Source:
┌──

Nietzsche dévalue la conscience car il
reste
hanté par le mythe nostalgique et naturaliste de la vie comme
puissance
animale inconsciente, prééthique et innocente (ce en quoi
il
appartient à la culture allemande jamais libérée
de
la religion de la "bonne nature "et du rêve "d'une
authenticité préintellectuelle, voire
préconsciente"). Comment passer de
l'en deça de la morale à l'au delà que serait une
éthique
réaliste, rationnelle et pragmatique et quel doit être le
rôle
de la philosophie critique et libérale dans ce passage? C'est
effectivement
un problème qu'il nous faut poser si l'on veut rechercher les
conditions
de possibilité d'une conscience post-chrétienne de soi et
des
autres éthiquement efficace et dépassionnée.
Ainsi la conscience ne peut être que
conscience
de quelque chose de réel, de possible (ou de jugé comme
tel
ou non), hors d'elle même, en relation de dialogue avec les
autres
en elle-même; sauf à n'être conscience de rien et
donc
à n'être rien et à s'abolir dans l'inconscience.
Quant
à la conscience de soi en tant qu'être conscient; elle
transforme
nécessairement la conscience-sujet en conscience-objet
réel
(ou imaginé comme tel). Pas plus que le regard ne peut se
regarder
lui-même sinon comme regard regardé à travers ce
qu'il
regarde, ce qui est déjà très
problématique, la
conscience ne peut se regarder regardant sans objectivation de ce
qu'elle regarde; elle s'institue toujours comme soi (dedans) dans une
relation nécessaire
à un non-soi (dehors). Cette division/relation est insurmontable
et
toute prétention à la surmonter est vouée au
délire
mystique de l' absolu ineffable et extatique.
Le savoir absolu de Hegel dès lors
qu'il
s'énonce en concepts se défait immédiatement en
savoir
relatif ou savoir des relations dialectiques; ne surnage que le
désir
encyclopédique d'une totalité concrète
parfaitement
inaccessible qui, tel Narcisse, se noie en se contemplant dans son
propre
reflet.
1) De la conscience
La conscience est, dit-on, ce qui distingue l’homme de l’animal. Mais cette distinction est problématique : veut-on parler de la conscience sensible interne et externe ? alors tout semble allez contre cette opposition : les animaux font, comme nous ( ?), l’expérience du monde extérieur et celle du plaisir et de la douleur ; mais si l’on fait référence à la conscience réfléchie comme activité d’utilisation et de production de représentions générales dans le but de nous interroger sur et de comprendre et/ou d’expliquer nos expériences réelles ou imaginaires la coupure semble d’autant plus s’imposer qu’elle exige le langage symbolique conventionnel, métaphorique ou conceptuel et l’acte de parole dont seuls les hommes, jusqu'à preuve du contraire, se montrent capables. De plus, on peut faire l’expérience que la conscience sensible est, chez les hommes, elle-même tributaire de la conscience réfléchie donc du langage et de la parole : les sensations externes ainsi que la douleur et le plaisir linguistiquement interprétés et exprimées changent de sens, et d’effets; c’est dire que la distinction entre les hommes et les animaux réapparaît même en ce qui concerne la conscience sensible (par son couplage avec la réflexion), quoiqu’en disent les naturalistes de tous poils.

└──

Données brutes:
┌──

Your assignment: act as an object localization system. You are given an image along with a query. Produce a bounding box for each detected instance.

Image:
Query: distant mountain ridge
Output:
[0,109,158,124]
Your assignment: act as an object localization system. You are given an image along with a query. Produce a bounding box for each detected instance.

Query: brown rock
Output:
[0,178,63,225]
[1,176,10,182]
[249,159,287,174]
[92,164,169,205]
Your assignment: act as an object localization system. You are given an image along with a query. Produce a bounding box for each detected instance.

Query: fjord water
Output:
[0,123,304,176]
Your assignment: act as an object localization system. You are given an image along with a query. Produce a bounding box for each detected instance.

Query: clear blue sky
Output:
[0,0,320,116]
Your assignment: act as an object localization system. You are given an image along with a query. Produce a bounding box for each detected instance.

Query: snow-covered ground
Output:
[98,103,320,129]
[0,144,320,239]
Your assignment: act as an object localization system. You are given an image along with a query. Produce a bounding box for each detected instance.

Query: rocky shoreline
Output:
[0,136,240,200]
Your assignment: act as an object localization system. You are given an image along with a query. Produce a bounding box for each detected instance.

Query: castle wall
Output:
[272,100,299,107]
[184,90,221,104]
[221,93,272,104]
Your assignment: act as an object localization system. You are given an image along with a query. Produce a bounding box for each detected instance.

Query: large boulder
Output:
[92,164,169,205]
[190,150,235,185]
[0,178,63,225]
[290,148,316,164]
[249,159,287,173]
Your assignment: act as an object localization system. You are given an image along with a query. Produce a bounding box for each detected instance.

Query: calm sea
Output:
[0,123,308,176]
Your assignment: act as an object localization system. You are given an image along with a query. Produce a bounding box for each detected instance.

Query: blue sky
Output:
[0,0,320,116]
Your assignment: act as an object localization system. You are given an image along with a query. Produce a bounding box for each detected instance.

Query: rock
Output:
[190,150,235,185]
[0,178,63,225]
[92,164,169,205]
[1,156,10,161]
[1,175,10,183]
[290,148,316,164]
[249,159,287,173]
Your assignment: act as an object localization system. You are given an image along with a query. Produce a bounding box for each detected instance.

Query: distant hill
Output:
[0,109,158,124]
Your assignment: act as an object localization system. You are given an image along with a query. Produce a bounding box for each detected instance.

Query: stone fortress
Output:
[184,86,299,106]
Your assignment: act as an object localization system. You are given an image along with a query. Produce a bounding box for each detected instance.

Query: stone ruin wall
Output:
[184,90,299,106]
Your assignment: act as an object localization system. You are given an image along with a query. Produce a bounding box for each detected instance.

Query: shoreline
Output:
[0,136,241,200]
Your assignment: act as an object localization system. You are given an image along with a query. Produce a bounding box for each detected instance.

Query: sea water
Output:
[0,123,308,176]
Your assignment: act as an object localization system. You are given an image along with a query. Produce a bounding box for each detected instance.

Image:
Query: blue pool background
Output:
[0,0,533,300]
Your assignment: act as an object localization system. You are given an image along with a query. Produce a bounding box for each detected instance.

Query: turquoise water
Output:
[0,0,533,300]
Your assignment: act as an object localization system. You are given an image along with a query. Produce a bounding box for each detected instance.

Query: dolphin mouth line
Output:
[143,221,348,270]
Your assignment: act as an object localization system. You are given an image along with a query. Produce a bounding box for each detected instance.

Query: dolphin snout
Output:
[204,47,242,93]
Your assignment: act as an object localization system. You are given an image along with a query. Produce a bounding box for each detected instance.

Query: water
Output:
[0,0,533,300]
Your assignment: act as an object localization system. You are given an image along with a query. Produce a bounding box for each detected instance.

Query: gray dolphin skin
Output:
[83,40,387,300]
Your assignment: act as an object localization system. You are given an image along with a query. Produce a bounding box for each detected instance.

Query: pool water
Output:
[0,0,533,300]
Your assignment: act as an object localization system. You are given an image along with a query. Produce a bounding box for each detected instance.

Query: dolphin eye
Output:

└──

Dans le texte sur la conscience, à quoi est vouée toute prétention à surmonter la division entre le soi et le non-soi ? Répondez en une phrase, s'il vous plaît.

Réponse:
Toute prétention à surmonter cette division est vouée au délire mystique de l'absolu ineffable et extatique.